EXERCISE TEXT »
------------------------------------------------

A endless void, draining the life out of me. What it is, I do not know. I wake up feeling exhausted, I go to bed feeling exhausted. I feel like I'm on the verge of passing out during the day.
I can physically feel it draining me, almost sanguinely. I feel as if I hate everyone and cannot keep a relationship more then a month. I constantly find flaws and bad traits in whoever I'm with. I have premonitions and disturbing visions. Listening to music used to help me feel rejuvenated, but now it doesn't help me anymore. I'm worried that there's something following me. I constantly feel as if I am not alone when there's no one else in the room. I've felt a light touch on my shoulder only to look and see no one was there. I have people introduce themselves to me, in my head. I brush them off as my rpg characters but I do not believe they are. Devine is the latest one, he is a spirit from the 1920's.
Can anyone please help me with this?
It's starting to physically exhaust me and I wake up and go through the day feeling like I'm going to pass out any minute. I do not have any chronic diseases or diabetes either, I went to the doctor about it and he said nothing was wrong. I'm worried for my life's sake.
Lyro and Adaryn7 had good things to say. In addition to what they said I would like to add that I believe the spirit is trying to draw you away from positive human interaction.
When the body dies, it turns to dust. When the soul dies, it turns negative. When the spirit dies, it separates itself from both the soul and body. Your soul has turned negative. That's what is causing you to feel so negatively and tired. Your spirit is beginning to separate itself from everything. That's why you constantly think negatively.
I hope this isn't offensive. I know what you are saying, I understand. I relate to you. Thats what human interaction is all about, positively relating to one another. I have a story you might be able to relate to. Feel free to check it out.
You should never be afraid of your own feelings. All things in moderation. Practice trying to generate a positive experience. The type of experiences that happen in our lives shape us. Learn to shape experience instead of experience shaping you. Don't be a stranger.

------------------------------------------------

DATA FOR ANALYSIS »
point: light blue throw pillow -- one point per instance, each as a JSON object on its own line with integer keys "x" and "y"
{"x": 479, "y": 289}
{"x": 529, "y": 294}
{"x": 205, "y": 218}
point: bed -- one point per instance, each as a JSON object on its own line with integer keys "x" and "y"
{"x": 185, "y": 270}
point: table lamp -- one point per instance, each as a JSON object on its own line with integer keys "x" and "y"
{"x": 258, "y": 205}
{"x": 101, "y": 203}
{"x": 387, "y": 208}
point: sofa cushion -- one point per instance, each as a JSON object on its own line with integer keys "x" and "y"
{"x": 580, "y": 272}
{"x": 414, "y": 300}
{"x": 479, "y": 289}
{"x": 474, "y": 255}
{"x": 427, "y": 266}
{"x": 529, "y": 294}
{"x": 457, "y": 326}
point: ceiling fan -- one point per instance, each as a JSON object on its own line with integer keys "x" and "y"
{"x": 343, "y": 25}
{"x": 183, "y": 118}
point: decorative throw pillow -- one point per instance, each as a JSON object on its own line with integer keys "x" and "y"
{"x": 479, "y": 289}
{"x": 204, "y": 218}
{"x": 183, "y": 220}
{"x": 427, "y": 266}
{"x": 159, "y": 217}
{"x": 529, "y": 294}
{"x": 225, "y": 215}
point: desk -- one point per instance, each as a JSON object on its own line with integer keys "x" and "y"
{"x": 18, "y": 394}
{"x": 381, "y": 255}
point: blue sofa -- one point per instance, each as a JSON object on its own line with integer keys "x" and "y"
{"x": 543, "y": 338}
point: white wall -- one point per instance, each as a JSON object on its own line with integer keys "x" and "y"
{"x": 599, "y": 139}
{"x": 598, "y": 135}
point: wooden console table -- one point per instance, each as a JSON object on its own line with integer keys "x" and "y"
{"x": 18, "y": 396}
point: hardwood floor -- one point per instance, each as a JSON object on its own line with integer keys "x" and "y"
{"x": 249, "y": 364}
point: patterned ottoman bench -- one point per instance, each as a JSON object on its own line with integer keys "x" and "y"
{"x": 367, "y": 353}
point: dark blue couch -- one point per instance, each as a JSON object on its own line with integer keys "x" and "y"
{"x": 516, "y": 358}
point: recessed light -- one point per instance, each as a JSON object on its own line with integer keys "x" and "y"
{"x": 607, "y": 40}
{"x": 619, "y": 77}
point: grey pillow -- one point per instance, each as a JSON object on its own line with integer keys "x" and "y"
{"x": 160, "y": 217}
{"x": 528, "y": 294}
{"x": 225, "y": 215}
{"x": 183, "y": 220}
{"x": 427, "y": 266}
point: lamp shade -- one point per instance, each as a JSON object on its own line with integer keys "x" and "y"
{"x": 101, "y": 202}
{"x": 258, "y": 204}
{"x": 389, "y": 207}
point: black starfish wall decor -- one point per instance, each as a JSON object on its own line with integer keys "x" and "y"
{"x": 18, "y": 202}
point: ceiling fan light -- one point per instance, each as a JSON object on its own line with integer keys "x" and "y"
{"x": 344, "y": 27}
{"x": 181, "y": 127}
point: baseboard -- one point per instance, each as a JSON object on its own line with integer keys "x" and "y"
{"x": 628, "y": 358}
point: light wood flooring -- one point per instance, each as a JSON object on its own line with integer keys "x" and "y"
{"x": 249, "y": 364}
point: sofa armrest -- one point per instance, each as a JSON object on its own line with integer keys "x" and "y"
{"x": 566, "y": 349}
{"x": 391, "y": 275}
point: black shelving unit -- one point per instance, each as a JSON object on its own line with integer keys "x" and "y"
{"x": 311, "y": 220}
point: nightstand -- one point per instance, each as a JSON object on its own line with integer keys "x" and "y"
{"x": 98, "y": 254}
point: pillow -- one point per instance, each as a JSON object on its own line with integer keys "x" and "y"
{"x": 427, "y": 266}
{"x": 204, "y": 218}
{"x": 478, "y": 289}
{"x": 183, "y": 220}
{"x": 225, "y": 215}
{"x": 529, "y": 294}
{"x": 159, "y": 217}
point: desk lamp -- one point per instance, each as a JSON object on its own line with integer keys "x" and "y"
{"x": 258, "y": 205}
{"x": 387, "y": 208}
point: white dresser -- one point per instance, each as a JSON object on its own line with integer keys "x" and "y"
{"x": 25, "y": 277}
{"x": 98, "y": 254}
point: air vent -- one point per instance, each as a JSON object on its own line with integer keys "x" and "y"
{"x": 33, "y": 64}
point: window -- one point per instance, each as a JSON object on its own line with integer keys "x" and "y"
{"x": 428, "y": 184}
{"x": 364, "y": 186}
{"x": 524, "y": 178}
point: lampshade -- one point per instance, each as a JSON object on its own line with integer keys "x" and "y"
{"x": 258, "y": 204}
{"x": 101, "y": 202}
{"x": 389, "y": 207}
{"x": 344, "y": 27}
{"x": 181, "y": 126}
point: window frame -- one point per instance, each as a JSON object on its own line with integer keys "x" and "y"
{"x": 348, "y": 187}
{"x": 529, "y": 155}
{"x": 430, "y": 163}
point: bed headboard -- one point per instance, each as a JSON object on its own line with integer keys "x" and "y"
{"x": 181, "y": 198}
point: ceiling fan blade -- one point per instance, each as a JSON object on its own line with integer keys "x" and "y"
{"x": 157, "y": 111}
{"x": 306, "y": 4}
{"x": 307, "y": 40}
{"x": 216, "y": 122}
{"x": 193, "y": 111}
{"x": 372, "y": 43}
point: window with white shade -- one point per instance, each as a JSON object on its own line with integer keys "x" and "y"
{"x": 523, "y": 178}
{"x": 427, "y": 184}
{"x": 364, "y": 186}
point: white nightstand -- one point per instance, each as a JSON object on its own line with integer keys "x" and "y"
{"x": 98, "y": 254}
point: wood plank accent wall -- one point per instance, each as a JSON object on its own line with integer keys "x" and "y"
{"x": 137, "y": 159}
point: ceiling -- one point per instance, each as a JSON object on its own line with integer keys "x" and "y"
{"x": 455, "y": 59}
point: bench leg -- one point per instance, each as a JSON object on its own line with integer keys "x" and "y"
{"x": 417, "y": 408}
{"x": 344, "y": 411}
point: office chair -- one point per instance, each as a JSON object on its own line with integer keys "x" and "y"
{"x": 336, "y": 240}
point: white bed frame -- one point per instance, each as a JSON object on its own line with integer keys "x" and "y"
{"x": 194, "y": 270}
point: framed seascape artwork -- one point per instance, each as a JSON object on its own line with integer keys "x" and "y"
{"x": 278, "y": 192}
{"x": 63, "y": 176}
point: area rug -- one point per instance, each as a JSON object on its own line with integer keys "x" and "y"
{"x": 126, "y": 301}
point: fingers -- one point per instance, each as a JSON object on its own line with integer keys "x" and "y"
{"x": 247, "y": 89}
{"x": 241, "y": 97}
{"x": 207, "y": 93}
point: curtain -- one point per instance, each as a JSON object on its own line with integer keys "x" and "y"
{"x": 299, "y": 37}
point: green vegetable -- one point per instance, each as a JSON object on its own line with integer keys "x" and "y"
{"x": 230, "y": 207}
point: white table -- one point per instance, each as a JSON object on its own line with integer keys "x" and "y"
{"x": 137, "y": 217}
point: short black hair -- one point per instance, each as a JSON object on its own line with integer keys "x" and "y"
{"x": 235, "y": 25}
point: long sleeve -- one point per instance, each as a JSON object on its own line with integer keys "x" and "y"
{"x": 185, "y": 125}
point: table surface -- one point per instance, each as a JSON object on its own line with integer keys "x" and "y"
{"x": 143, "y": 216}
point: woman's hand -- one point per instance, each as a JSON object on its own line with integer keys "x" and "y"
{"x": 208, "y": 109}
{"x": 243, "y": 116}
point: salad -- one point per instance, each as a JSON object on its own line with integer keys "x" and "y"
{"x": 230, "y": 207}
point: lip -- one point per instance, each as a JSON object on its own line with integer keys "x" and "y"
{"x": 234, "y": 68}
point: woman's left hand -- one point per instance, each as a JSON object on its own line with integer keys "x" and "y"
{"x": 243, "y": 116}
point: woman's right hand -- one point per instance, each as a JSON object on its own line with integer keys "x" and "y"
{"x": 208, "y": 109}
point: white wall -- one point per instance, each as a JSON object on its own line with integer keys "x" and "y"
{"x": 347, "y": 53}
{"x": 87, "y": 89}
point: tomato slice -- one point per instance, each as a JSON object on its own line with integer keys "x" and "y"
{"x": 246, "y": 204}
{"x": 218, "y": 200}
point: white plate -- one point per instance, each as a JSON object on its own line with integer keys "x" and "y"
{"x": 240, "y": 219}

------------------------------------------------

YOUR TASKS »
[1] Answer these questions about the forum thread:
(a) What name does the latest figure who introduces itself in the original poster's head have?
(b) What did the doctor tell the original poster?
(c) Which two users does a reply say had good things to say?
[2] Please reproduce the forum thread word for word, starting with "It's starting to" and going on through "constantly think negatively.".
None of the items have any connection to the forum thread.

ANSWERS PER TASK »
[1]
(a) Devine
(b) That nothing was wrong
(c) Lyro and Adaryn7

[2]
It's starting to physically exhaust me and I wake up and go through the day feeling like I'm going to pass out any minute. I do not have any chronic diseases or diabetes either, I went to the doctor about it and he said nothing was wrong. I'm worried for my life's sake.
Lyro and Adaryn7 had good things to say. In addition to what they said I would like to add that I believe the spirit is trying to draw you away from positive human interaction.
When the body dies, it turns to dust. When the soul dies, it turns negative. When the spirit dies, it separates itself from both the soul and body. Your soul has turned negative. That's what is causing you to feel so negatively and tired. Your spirit is beginning to separate itself from everything. That's why you constantly think negatively.